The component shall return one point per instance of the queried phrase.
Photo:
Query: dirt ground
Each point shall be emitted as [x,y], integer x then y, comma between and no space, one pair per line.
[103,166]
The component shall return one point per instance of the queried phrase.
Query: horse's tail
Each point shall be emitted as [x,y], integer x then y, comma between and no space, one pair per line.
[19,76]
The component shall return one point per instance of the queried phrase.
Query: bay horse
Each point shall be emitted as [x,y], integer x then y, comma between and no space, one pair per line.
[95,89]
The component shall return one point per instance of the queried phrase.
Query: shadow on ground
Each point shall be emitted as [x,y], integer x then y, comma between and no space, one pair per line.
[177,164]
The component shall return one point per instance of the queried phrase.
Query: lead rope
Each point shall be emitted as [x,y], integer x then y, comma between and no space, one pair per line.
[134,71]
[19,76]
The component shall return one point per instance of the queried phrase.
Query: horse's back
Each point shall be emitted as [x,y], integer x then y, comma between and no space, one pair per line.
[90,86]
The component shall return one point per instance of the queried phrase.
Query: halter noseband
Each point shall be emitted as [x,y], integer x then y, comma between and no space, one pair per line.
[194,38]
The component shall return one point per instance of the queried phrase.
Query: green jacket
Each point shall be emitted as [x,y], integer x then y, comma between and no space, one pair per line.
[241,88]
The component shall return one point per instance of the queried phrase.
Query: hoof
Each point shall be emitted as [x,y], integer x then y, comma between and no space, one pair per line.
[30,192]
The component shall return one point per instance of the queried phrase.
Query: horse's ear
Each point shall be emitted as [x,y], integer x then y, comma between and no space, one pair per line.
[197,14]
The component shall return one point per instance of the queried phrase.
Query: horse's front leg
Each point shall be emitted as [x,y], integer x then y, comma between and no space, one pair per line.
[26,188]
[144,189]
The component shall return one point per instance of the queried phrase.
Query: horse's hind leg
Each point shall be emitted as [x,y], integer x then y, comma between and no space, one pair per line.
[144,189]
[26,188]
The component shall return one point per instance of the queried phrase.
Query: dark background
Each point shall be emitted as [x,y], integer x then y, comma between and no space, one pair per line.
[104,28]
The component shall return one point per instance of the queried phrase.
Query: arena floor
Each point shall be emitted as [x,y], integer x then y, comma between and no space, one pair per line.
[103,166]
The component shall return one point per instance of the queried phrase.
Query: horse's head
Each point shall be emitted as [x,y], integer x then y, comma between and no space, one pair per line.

◆ **Problem to work on**
Copy out the material word for word and line for line.

◆ **Result of the task**
The component shall return one point per instance of the queried phrase.
Photo:
Query: dirt ground
Each point shall be emitted as [x,y], integer x then y, comma between and no space, one pair per line.
[103,166]
The component shall return one point per instance of the queried phrase.
Query: horse's tail
Each point shall be emitted as [x,y], integer x then y, comma between and no space, one pair per line.
[19,76]
The component shall return one point per instance of the queried phrase.
Query: bay horse
Each point shall be emitted as [x,y], integer x then y, comma between and no space, one pair per line.
[95,89]
The component shall return one point per instance of the queried phrase.
Query: shadow on ground
Each point shall be emitted as [x,y], integer x then y, comma between and no space, one pair per line.
[177,164]
The component shall return one point per instance of the queried phrase.
Query: lead rope
Each point shall be emitted as [x,y], integer x then y, comma between and no space, one pair per line.
[134,71]
[19,76]
The component shall return one point per instance of the queried phrase.
Query: horse's back
Each point shall be emitted as [x,y], integer x then y, comma between and no space, one pair per line.
[90,86]
The component shall return one point per instance of the queried phrase.
Query: halter noseband
Each point shall be emitted as [x,y], integer x then y, comma between and no space, one pair per line.
[194,38]
The component shall return one point per instance of the queried phrase.
Query: green jacket
Each point shall be emitted as [x,y], integer x then y, comma between and no space, one pair per line.
[241,88]
The component shall return one point per instance of the queried phrase.
Query: hoof
Each point shall be emitted as [x,y], integer x then y, comma between and no space, one pair per line.
[30,192]
The component shall return one point per instance of the queried phrase.
Query: horse's ear
Each point shall be emitted as [x,y], integer x then y, comma between and no space, one pair per line.
[197,14]
The component shall return one point per instance of the queried phrase.
Query: horse's front leg
Each point shall be emitted as [x,y], integer x then y, comma between and no space, one pair per line.
[26,188]
[144,189]
The component shall return one point per instance of the queried phrase.
Query: horse's hind leg
Each point shall be emitted as [x,y], integer x then y, comma between and no space, one pair per line.
[144,189]
[26,188]
The component shall return one point per instance of the queried phrase.
Query: dark background
Each point shall be emitted as [x,y], integer x then y, comma between and no space, one pair per line.
[104,28]
The component shall return one point per instance of the queried phrase.
Query: arena floor
Each point shall be emitted as [x,y], integer x then y, comma between and no space, one pair per line.
[103,166]
The component shall return one point per instance of the queried phrase.
Query: horse's head
Each point shall be emitted as [x,y], integer x then y, comma between and no space, one pair per line.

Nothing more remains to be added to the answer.